Write out exactly, please, the lines from the one containing "Task: the component shall indicate the bush" to the end of the material.

>>>

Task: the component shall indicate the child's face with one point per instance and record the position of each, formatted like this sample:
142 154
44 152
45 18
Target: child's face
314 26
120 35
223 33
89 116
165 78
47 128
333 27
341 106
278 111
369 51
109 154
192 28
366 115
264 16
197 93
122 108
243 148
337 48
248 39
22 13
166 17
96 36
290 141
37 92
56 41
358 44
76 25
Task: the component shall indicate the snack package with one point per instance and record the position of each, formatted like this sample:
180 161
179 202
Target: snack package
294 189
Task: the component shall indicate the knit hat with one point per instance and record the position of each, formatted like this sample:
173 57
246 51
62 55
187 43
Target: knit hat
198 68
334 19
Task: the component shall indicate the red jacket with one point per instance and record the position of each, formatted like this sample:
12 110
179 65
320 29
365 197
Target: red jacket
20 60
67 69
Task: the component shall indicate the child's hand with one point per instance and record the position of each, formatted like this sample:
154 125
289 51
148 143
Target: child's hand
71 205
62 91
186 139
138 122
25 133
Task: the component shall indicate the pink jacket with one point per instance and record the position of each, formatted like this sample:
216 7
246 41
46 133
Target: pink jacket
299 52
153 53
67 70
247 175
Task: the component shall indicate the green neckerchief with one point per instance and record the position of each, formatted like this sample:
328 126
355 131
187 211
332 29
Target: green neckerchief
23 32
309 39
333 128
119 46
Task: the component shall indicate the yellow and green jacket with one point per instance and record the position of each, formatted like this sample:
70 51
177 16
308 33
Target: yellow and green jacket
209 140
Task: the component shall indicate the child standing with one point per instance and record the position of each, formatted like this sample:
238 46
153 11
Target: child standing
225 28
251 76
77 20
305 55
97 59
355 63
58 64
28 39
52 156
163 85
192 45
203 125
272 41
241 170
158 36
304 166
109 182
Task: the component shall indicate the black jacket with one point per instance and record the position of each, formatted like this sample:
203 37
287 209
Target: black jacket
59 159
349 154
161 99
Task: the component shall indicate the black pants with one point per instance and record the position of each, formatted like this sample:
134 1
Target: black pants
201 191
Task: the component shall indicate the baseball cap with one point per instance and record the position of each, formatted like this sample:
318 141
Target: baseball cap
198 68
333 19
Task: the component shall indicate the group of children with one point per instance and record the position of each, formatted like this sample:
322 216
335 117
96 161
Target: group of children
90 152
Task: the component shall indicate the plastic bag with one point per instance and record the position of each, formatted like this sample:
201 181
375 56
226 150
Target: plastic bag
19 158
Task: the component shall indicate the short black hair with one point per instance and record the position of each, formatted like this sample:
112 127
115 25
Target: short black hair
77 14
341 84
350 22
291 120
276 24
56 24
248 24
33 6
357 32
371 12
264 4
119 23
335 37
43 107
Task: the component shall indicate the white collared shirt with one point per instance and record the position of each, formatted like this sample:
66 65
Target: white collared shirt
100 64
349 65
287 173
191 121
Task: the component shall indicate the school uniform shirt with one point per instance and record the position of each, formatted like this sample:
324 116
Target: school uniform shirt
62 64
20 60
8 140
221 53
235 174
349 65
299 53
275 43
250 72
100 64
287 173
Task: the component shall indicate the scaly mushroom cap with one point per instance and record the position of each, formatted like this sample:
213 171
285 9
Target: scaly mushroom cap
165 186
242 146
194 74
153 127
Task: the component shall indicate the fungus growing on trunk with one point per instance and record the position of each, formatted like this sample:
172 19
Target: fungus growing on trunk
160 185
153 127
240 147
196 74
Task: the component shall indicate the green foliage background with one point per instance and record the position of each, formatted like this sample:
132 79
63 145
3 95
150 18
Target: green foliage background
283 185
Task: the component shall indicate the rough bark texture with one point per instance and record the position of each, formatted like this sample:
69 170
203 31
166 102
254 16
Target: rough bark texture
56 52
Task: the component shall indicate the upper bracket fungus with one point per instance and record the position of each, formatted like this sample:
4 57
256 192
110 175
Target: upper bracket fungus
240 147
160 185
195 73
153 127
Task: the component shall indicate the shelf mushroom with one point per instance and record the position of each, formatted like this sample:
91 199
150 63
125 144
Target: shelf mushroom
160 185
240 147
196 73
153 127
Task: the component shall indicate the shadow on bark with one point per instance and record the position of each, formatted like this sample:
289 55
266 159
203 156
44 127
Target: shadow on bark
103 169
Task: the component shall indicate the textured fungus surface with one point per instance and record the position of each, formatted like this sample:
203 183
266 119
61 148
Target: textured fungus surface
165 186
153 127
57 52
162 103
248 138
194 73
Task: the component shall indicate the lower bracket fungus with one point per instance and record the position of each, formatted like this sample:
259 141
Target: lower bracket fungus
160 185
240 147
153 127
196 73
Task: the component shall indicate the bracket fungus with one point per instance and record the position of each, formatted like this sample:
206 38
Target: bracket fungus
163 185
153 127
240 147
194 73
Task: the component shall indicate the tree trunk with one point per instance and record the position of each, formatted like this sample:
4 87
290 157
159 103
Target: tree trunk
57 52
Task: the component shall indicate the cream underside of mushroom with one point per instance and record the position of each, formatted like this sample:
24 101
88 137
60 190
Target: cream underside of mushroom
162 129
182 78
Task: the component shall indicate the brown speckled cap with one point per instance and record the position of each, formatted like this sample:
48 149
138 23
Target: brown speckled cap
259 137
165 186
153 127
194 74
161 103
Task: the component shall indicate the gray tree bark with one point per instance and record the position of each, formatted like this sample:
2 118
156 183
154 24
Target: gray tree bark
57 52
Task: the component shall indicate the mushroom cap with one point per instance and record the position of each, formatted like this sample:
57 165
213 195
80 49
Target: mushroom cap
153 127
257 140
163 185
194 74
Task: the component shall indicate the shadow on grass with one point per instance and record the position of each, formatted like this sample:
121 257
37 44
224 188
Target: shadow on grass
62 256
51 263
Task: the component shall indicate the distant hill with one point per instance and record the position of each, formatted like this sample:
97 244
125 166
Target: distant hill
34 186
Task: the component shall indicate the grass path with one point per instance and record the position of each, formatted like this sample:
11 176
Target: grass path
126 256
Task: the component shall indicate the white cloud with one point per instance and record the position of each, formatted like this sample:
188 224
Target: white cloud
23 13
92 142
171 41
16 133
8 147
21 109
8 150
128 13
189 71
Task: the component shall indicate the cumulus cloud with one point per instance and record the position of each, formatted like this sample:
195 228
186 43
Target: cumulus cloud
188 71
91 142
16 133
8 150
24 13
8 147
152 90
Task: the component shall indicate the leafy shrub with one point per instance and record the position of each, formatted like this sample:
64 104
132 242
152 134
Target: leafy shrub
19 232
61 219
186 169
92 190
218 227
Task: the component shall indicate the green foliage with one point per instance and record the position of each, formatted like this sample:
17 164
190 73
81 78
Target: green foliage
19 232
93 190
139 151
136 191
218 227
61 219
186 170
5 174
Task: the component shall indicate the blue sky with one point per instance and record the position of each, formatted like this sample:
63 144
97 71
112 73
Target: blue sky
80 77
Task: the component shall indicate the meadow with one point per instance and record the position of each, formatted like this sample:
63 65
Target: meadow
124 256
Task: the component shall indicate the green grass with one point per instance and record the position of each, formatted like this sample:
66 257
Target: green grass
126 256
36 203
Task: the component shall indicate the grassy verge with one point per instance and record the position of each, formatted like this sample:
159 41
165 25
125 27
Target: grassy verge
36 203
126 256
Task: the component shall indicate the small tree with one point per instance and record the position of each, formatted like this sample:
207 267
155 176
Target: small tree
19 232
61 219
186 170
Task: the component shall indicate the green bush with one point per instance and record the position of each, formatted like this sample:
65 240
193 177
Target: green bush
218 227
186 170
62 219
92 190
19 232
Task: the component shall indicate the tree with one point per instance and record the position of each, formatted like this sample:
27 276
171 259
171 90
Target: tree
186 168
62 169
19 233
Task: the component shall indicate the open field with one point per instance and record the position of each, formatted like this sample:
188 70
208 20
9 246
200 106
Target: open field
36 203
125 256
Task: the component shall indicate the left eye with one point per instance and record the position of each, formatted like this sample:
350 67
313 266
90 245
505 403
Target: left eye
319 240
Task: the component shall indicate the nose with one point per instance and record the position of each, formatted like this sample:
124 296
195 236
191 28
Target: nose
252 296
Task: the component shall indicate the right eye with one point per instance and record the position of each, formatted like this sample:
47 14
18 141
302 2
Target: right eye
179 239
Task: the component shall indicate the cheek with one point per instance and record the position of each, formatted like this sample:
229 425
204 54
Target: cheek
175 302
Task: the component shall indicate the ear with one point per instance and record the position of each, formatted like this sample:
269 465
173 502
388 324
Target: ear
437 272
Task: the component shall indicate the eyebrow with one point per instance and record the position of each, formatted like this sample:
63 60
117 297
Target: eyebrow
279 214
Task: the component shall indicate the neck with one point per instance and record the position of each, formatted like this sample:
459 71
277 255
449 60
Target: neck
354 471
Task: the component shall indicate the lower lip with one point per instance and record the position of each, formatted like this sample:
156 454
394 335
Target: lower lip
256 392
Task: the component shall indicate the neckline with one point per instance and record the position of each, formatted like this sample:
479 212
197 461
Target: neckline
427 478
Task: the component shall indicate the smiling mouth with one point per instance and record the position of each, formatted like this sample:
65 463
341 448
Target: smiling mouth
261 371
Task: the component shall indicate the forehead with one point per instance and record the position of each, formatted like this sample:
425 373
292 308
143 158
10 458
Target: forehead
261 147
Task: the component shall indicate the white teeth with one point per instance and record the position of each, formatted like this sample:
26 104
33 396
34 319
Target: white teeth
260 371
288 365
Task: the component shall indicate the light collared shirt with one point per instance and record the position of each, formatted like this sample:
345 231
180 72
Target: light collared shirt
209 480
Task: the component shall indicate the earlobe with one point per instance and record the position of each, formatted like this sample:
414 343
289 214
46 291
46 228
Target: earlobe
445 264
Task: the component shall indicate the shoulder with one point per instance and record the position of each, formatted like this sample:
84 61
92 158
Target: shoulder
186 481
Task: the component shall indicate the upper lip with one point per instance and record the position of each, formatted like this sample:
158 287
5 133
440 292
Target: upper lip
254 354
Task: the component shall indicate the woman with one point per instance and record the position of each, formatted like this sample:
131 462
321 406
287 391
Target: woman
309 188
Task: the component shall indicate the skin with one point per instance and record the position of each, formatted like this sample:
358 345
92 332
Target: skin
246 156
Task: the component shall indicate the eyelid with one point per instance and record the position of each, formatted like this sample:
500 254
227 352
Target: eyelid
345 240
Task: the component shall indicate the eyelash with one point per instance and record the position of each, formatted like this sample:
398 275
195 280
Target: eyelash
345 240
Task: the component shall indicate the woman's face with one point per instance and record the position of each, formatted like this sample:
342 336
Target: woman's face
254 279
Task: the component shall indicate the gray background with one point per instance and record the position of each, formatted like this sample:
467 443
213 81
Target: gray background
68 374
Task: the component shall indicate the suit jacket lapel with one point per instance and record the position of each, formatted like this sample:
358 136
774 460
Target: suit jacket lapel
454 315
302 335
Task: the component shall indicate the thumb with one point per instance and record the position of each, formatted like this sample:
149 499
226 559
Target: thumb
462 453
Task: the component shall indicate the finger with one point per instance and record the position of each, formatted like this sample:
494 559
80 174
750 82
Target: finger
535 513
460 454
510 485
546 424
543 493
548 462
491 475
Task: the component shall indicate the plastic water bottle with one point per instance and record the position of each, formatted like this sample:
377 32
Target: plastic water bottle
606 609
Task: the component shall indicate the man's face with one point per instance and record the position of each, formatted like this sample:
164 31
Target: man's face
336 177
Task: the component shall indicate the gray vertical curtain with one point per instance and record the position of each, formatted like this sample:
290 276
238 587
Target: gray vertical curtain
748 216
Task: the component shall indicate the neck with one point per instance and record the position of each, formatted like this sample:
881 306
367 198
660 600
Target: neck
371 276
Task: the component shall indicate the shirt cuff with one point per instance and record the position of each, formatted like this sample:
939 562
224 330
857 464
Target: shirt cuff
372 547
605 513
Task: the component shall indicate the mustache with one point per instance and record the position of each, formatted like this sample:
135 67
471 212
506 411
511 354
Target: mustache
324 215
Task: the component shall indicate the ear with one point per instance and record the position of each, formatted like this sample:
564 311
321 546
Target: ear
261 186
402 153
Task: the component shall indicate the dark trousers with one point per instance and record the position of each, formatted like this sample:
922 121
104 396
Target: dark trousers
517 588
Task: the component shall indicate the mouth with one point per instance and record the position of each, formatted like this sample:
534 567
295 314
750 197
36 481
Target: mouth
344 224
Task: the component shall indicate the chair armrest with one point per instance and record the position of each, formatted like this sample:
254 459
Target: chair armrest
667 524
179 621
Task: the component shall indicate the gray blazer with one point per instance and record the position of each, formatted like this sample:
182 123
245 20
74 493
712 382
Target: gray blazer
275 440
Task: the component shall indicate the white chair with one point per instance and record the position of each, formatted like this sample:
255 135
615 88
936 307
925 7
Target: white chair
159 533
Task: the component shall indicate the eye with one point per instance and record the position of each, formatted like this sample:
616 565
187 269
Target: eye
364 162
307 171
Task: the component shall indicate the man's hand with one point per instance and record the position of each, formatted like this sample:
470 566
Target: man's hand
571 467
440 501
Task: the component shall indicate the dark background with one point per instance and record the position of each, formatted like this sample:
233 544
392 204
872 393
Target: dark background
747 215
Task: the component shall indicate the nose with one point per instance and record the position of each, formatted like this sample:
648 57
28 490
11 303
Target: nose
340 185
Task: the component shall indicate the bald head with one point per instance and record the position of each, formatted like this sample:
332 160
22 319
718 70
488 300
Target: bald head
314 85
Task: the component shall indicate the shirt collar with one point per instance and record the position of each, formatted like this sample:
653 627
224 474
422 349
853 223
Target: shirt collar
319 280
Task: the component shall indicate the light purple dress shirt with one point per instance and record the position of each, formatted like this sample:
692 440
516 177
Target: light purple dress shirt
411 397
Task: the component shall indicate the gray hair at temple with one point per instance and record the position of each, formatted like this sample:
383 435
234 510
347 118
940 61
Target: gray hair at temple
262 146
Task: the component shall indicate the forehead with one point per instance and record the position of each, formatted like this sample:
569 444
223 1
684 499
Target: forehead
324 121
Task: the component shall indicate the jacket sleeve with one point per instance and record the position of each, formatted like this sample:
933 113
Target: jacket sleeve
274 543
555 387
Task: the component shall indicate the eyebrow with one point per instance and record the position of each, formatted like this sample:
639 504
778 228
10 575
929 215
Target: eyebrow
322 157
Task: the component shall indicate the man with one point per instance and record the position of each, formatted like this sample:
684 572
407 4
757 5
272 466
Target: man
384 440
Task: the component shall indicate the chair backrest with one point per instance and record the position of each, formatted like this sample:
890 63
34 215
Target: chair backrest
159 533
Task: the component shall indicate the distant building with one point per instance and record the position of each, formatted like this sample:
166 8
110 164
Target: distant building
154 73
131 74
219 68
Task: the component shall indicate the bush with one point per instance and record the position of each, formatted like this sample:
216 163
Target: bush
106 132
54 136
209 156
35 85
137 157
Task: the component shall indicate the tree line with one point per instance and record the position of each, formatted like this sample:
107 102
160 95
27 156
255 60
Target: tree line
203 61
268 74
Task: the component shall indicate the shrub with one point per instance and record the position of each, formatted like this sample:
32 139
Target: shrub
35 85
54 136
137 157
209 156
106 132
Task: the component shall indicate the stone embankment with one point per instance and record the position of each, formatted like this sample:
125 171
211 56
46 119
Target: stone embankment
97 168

<<<

*RESULT OF THIS TASK*.
Task: the component shall indicate the bush with one point per instance and record the position of each, formatted like this sample:
216 163
Target: bush
106 132
54 136
209 156
35 85
137 157
Task: the component shall indicate the tree line with one point per instance and record the position of each, formatted like this sample:
107 102
160 95
27 156
255 60
Target: tree line
203 61
268 74
Task: the component shall indicate the shrub with one point per instance and record the position of each, formatted like this sample:
32 139
Target: shrub
35 85
54 136
137 157
209 156
106 132
Task: the component shall indicate the stone embankment with one point per instance and record the position of each, formatted like this sample:
125 171
211 56
46 119
Target: stone embankment
97 168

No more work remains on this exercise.